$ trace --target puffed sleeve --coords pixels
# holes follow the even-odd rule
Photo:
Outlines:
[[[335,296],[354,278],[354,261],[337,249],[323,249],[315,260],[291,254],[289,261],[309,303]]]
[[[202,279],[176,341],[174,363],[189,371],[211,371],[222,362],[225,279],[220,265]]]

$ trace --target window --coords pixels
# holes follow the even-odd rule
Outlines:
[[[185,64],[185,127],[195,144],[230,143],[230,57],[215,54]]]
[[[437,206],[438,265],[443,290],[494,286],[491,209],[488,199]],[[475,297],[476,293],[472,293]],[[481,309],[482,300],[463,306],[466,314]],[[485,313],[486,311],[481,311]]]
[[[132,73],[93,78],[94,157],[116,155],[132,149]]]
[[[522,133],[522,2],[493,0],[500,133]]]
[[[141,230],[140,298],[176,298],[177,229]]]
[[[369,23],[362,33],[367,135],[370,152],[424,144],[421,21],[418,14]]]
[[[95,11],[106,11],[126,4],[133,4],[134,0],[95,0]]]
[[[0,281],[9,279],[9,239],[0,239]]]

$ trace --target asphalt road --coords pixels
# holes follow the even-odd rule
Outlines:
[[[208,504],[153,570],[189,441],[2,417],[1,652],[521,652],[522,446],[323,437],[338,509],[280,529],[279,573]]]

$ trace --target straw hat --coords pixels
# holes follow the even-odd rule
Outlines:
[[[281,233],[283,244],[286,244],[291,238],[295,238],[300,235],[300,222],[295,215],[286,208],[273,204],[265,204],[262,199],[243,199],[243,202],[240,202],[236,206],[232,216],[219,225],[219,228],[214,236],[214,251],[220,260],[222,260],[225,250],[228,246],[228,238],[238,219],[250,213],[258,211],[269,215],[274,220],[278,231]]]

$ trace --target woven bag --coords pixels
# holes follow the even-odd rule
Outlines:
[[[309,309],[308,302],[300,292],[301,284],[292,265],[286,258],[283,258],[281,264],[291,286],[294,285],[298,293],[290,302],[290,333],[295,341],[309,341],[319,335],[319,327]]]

-- Your task --
Can you write out again the part of the rows that opens with the line containing "bag --coords pixels" and closes with the last of the rows, with every pixel coordinate in its outline raised by 51 and the other lines left as they are?

-- Reply --
$ trace --target woven bag --coords pixels
# holes follow the even-odd rule
Outlines:
[[[360,360],[359,353],[351,343],[352,335],[343,316],[337,309],[334,309],[332,315],[342,337],[345,336],[349,344],[341,353],[341,384],[346,392],[360,392],[370,386],[370,378]]]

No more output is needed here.